Please output the lines shown below exactly as they appear.
#####
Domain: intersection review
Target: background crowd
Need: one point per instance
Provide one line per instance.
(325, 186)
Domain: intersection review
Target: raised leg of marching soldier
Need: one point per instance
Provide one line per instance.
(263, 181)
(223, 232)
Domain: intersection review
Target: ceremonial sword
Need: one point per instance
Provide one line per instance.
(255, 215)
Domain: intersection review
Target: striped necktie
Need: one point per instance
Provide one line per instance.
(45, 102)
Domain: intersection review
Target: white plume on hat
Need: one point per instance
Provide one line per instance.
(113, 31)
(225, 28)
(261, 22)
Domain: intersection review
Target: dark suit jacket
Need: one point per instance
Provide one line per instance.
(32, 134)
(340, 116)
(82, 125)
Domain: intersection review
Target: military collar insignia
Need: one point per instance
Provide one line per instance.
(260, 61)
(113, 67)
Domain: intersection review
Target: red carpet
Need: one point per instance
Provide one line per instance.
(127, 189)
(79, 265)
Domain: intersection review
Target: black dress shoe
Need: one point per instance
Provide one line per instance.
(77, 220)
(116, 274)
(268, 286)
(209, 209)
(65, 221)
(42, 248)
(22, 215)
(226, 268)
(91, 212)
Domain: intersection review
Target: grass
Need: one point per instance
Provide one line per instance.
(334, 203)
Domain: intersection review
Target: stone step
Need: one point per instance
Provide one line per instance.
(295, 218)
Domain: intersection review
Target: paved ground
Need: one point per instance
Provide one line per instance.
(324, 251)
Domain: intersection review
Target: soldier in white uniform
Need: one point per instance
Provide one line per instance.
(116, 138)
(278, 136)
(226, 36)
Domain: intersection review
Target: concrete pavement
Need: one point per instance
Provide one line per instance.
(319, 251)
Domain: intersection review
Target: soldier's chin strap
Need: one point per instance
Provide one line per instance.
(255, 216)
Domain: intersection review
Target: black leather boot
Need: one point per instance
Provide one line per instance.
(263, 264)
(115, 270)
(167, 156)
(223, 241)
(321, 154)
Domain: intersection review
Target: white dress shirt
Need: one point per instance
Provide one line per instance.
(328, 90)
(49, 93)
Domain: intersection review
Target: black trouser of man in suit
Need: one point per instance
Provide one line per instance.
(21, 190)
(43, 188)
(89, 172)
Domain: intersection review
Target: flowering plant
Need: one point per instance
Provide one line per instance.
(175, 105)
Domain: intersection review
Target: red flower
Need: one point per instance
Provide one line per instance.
#####
Answer to this task —
Domain: intersection review
Target: background crowd
Need: one point per instance
Provide one line per instance.
(325, 186)
Domain: intersection review
Target: raised leg of marching soldier
Need: one point per instance
Provide one line per instance.
(263, 181)
(223, 232)
Domain: intersection review
Target: ceremonial sword
Need: one point per instance
Provide one line per instance.
(255, 215)
Domain: intersection review
Target: striped necktie
Need: one point per instance
Provide one line per instance.
(45, 102)
Domain: intersection review
Target: white plume on hat
Need: one point per instance
Provide one line per instance.
(113, 31)
(225, 28)
(261, 22)
Domain: intersection review
Target: dark suit jacket
Need: one point per instance
Provide one line per instance.
(32, 134)
(340, 116)
(82, 125)
Domain: intersection review
Target: military collar insignia
Need: one point per instance
Provide one line per instance.
(260, 61)
(113, 67)
Domain: intersection review
Target: red carpet
Need: one point per instance
Provide one line per instance.
(127, 189)
(79, 265)
Domain: intersection review
Target: black dress shoe
Need: one point per instance
Provide one line per instance.
(77, 220)
(116, 274)
(268, 286)
(209, 209)
(65, 221)
(42, 248)
(22, 215)
(226, 268)
(91, 212)
Domain: intersection review
Target: grass
Need: one point per instance
Provide one line per instance.
(334, 203)
Domain: intersection review
Target: stone step
Need: one point per instance
Provide one line per instance.
(295, 218)
Domain: intersection review
Target: paved ground
Need: one point per instance
Provide one line per instance.
(324, 251)
Domain: intersection review
Target: soldier in white uniform
Need: one point per instance
Provide one line per instance.
(116, 138)
(278, 136)
(226, 36)
Domain: intersection review
Target: concrete pavement
Need: one point per instance
Provide one line per instance.
(319, 251)
Domain: intersection review
Target: soldier's chin strap
Need: one point per instance
Provide one line per instance.
(255, 216)
Domain: intersection review
Target: black leather boot
Need: one point per instance
Provide one line per instance.
(263, 264)
(115, 270)
(167, 156)
(223, 241)
(321, 154)
Domain: intersection review
Target: white dress shirt
Need: one point per instance
Provide one line per instance.
(328, 90)
(49, 93)
Domain: intersection review
Target: black trouser of man in suit
Need: one point per instance
Provide one line per instance.
(21, 190)
(43, 188)
(89, 172)
Domain: intersection review
Target: flowering plant
Need: one point per instance
Provide one line per instance.
(175, 105)
Domain: intersection review
Target: red flower
Need: one point per instance
Provide one line per instance.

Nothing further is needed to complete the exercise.